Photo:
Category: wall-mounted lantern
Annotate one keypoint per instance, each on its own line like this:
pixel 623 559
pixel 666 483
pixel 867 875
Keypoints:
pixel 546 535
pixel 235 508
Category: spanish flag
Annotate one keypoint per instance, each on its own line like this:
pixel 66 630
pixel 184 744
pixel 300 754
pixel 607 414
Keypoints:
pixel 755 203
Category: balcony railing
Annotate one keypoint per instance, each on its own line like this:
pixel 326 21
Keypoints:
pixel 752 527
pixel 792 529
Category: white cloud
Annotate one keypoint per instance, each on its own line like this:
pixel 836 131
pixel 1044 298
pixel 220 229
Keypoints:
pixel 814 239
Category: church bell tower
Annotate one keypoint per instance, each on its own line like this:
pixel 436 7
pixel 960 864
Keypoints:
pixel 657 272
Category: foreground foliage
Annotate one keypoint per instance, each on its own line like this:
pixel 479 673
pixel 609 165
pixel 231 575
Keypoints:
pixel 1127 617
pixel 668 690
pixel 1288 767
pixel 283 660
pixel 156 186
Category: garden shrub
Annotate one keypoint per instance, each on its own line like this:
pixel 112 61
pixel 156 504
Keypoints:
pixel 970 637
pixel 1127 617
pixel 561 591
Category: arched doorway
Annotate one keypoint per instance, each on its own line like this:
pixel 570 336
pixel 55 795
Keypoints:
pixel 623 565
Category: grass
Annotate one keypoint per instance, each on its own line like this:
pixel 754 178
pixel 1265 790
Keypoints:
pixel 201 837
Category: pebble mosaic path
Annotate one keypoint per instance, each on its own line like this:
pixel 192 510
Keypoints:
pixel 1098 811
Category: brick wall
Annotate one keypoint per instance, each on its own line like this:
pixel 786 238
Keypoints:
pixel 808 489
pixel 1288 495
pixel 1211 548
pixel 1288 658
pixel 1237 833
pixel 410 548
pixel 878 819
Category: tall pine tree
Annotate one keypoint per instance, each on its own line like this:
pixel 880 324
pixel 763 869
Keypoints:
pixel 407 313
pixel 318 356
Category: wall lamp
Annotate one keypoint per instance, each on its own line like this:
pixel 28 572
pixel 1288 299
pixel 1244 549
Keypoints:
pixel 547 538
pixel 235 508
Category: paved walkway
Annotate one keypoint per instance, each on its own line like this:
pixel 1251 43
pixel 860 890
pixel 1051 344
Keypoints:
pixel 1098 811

==

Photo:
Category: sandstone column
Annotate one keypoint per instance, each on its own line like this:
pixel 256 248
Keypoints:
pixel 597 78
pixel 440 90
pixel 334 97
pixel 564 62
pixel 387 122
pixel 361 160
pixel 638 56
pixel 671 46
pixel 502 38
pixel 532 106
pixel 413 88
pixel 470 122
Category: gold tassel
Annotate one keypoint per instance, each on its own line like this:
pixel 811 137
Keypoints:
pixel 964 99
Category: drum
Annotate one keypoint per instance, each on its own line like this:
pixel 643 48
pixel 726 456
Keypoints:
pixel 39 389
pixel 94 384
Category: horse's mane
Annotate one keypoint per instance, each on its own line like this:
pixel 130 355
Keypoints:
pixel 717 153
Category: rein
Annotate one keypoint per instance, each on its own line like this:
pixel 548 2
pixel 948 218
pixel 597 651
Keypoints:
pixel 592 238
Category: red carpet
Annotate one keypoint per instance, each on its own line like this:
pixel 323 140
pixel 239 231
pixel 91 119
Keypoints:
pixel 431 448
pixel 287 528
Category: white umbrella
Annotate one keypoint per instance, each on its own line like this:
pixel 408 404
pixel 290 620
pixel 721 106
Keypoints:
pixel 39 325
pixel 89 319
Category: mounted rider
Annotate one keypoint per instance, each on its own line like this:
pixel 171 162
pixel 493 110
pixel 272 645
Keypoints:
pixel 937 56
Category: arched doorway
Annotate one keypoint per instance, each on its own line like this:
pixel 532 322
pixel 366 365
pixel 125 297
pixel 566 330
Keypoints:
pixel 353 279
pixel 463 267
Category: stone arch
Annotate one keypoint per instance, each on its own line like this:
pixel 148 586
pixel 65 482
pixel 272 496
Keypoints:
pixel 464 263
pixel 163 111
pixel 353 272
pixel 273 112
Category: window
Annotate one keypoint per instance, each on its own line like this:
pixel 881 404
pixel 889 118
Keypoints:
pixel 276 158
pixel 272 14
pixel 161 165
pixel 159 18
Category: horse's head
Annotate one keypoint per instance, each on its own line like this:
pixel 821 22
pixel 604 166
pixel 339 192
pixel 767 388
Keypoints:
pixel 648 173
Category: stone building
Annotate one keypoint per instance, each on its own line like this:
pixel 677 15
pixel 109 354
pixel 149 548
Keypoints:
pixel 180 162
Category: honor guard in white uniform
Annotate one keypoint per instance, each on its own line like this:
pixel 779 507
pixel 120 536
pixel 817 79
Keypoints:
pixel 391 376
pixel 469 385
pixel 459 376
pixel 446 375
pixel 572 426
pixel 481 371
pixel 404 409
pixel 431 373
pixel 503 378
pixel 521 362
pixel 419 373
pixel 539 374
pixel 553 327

■ **Problem details**: Copy out every line from the material above in which the word "horse" appears.

■ **Response box**:
Category: horse's mane
Category: horse's head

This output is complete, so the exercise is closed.